Задание a - Воспроизведите без изменений фрагмент текста о стихах юного Сталина от слов "Как солнечный луч" до слов "Взметался выше дерев." включительно.

Предоставленный текст -
####

Дошедшие до нас стихи не о любви, не о женщинах, а о чём – судите сами.

Это стихотворение написано в 1896 г., когда автору было 17 лет:

“Шёл он от дома к дому,

В двери чужие стучал.

Под старый дубовый пандури

Нехитрый напев звучал.

В напеве его и в песне,

Как солнечный луч чиста,

Жила великая правда -

Божественная мечта.

Сердца, превращённые в камень,

Будил одинокий напев,

Дремавший в потёмках пламень

Взметался выше дерев.

Но люди, забывшие Бога,

Хранящие в сердце тьму,

Вместо вина отраву

Налили в чашу ему.

Сказали ему: “Будь проклят!

Чашу испей до дна!

И песня твоя чужда нам,

И правда твоя не нужна!”

Перевод Льва Котюкова

И как же бывает в жизни! То, о чем говорится в последних четырех строках великому Сталину, его великим делам пришлось пережить в конце XX века. А вот как звучит это стихотворение в переводе Феликса Чуева:

Он бродил от дома к дому,

Словно демон отрешённый,

И в задумчивом напеве

Правду вещую берёг.

Многим разум осенила

Эта песня золотая,

И оттаивали люди,

Благодарствуя певца.

Но очнулись, пошатнулись,

Переполнились испугом.

Чашу, ядом налитую,

Приподняли над землей

И сказали: “Пей, проклятый,

Неразбавленную участь,

Не хотим небесной правды –

Легче нам земная ложь”.

А вот ещё стихотворение, которое написал юный Джугашвили:

Когда луна своим сияньем

Вдруг озаряет мир земной

И свет её над дальней гранью

Играет бледной синевой,

Когда над рощею в лазури

Рокочут трели соловья

И нежный голос саламури

Звучит свободно, не таясь,

Когда, утихнув на мгновенье,

Вновь зазвенят в горах ключи

И ветра нежным дуновеньем

Разбужен тёмный лес в ночи,

Когда кромешной тьмой томимый

Увидит солнце невзначай, -

Тогда гнетущей душу тучи

Развеют сумрачный покров,

Надежда голосом могучим

Мне сердце пробуждает вновь,

Стремится ввысь душа поэта,

И сердце бьётся неспроста:

Я знаю, что надежа эта

Благословенна и чиста!

####

Исходные данные -
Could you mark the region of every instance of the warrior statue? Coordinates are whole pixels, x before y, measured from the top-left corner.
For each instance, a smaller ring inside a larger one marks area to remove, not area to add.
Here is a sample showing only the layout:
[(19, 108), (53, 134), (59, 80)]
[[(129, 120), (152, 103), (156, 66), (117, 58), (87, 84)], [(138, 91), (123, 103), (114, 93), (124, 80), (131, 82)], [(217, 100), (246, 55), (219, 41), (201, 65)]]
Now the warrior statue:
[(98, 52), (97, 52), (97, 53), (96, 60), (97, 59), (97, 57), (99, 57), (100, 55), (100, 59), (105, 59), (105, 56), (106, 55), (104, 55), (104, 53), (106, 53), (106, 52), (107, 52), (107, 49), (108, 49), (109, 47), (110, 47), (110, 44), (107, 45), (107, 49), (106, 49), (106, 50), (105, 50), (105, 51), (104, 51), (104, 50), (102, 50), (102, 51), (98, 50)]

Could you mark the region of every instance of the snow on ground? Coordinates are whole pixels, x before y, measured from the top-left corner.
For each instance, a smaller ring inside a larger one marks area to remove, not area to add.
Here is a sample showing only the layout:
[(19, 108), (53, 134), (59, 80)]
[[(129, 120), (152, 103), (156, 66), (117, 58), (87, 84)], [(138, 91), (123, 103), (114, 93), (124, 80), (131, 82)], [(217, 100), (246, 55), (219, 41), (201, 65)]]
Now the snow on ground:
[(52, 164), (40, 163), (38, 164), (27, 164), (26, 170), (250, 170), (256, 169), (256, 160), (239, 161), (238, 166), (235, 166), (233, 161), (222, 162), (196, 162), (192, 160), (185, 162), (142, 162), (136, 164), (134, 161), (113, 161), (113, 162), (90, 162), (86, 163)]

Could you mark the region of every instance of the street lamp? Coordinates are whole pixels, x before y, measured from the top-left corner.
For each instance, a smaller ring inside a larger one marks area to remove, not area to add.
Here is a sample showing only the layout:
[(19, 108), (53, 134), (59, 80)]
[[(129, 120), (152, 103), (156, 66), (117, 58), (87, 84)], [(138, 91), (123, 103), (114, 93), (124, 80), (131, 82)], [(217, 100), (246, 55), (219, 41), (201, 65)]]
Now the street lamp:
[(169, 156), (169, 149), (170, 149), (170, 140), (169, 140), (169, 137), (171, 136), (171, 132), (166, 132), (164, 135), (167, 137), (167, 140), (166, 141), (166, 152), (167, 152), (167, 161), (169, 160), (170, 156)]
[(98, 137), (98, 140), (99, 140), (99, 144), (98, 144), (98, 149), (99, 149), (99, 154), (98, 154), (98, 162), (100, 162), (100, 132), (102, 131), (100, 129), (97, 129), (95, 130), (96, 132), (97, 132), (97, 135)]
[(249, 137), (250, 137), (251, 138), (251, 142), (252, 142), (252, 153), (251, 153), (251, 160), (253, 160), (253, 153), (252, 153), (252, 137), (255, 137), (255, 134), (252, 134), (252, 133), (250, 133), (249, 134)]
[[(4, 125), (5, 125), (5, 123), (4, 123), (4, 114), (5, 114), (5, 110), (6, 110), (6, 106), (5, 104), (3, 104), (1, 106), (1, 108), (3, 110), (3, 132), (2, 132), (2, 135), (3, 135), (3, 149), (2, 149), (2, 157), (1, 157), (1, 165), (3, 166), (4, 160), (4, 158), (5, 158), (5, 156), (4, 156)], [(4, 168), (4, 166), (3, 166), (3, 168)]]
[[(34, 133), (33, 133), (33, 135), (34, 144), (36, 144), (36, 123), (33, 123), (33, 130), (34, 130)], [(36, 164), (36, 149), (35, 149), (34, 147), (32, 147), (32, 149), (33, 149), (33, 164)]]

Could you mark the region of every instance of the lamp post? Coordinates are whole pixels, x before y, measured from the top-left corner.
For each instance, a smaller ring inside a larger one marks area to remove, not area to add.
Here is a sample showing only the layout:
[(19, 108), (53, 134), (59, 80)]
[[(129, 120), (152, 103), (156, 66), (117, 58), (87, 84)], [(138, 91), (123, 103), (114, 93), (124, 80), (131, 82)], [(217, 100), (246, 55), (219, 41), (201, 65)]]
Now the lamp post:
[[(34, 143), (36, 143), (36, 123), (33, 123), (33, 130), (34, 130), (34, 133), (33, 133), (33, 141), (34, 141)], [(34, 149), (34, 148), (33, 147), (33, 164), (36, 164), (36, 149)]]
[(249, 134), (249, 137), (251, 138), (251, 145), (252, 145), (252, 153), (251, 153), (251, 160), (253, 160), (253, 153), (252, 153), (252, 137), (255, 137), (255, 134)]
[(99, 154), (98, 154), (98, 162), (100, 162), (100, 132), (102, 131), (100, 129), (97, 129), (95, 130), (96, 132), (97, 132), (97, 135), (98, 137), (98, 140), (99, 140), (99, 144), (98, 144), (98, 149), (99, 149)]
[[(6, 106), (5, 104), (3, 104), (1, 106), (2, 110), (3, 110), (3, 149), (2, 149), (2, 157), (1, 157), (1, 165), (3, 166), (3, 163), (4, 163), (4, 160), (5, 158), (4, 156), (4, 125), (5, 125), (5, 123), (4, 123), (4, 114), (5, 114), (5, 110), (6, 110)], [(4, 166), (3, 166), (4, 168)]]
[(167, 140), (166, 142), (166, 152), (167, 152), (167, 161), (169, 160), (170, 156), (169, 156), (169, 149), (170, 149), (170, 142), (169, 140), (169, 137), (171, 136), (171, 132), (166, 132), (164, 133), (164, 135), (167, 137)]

####

Задание b - Продублируйте без изменений строки, идущие после текста о стихах, от строки с "Could you mark the region of every instance of the lamp" до строки с "166), (4, 168)]]" включительно.

Ответ a -
Как солнечный луч чиста,

Жила великая правда -

Божественная мечта.

Сердца, превращённые в камень,

Будил одинокий напев,

Дремавший в потёмках пламень

Взметался выше дерев.

Ответ b -
Could you mark the region of every instance of the lamp post? Coordinates are whole pixels, x before y, measured from the top-left corner.
For each instance, a smaller ring inside a larger one marks area to remove, not area to add.
Here is a sample showing only the layout:
[(19, 108), (53, 134), (59, 80)]
[[(129, 120), (152, 103), (156, 66), (117, 58), (87, 84)], [(138, 91), (123, 103), (114, 93), (124, 80), (131, 82)], [(217, 100), (246, 55), (219, 41), (201, 65)]]
Now the lamp post:
[[(34, 143), (36, 143), (36, 123), (33, 123), (33, 130), (34, 130), (34, 133), (33, 133), (33, 141), (34, 141)], [(34, 149), (34, 148), (33, 147), (33, 164), (36, 164), (36, 149)]]
[(249, 134), (249, 137), (251, 138), (251, 145), (252, 145), (252, 153), (251, 153), (251, 160), (253, 160), (253, 153), (252, 153), (252, 137), (255, 137), (255, 134)]
[(99, 154), (98, 154), (98, 162), (100, 162), (100, 132), (102, 131), (100, 129), (97, 129), (95, 130), (96, 132), (97, 132), (97, 135), (98, 137), (98, 140), (99, 140), (99, 144), (98, 144), (98, 149), (99, 149)]
[[(6, 106), (5, 104), (3, 104), (1, 106), (2, 110), (3, 110), (3, 149), (2, 149), (2, 157), (1, 157), (1, 165), (3, 166), (3, 163), (4, 163), (4, 160), (5, 158), (4, 156), (4, 125), (5, 125), (5, 123), (4, 123), (4, 114), (5, 114), (5, 110), (6, 110)], [(4, 166), (3, 166), (4, 168)]]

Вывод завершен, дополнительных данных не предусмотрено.